<<<<

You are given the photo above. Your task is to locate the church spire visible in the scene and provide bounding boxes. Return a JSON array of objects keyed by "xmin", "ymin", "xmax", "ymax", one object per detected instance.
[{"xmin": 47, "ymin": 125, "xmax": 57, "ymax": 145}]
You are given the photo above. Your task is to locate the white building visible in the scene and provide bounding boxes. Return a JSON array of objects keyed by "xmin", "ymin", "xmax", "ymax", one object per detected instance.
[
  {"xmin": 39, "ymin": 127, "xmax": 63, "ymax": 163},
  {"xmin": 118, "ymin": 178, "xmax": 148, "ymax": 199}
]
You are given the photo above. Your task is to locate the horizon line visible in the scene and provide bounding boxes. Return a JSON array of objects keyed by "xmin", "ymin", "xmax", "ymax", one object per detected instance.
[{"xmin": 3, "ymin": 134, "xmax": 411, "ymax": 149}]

>>>>

:: What the exercise asks ::
Write out the stretch of the records from the line containing "locate the horizon" through the end of the records, both ends included, reproducing each line exactly.

:: Exercise solution ::
You are given the photo above. Your task is to locate the horizon line visible in the scene and provide bounding boxes. Return a JSON array of objects keyed by "xmin", "ymin", "xmax", "ymax", one object per detected instance.
[{"xmin": 3, "ymin": 134, "xmax": 411, "ymax": 149}]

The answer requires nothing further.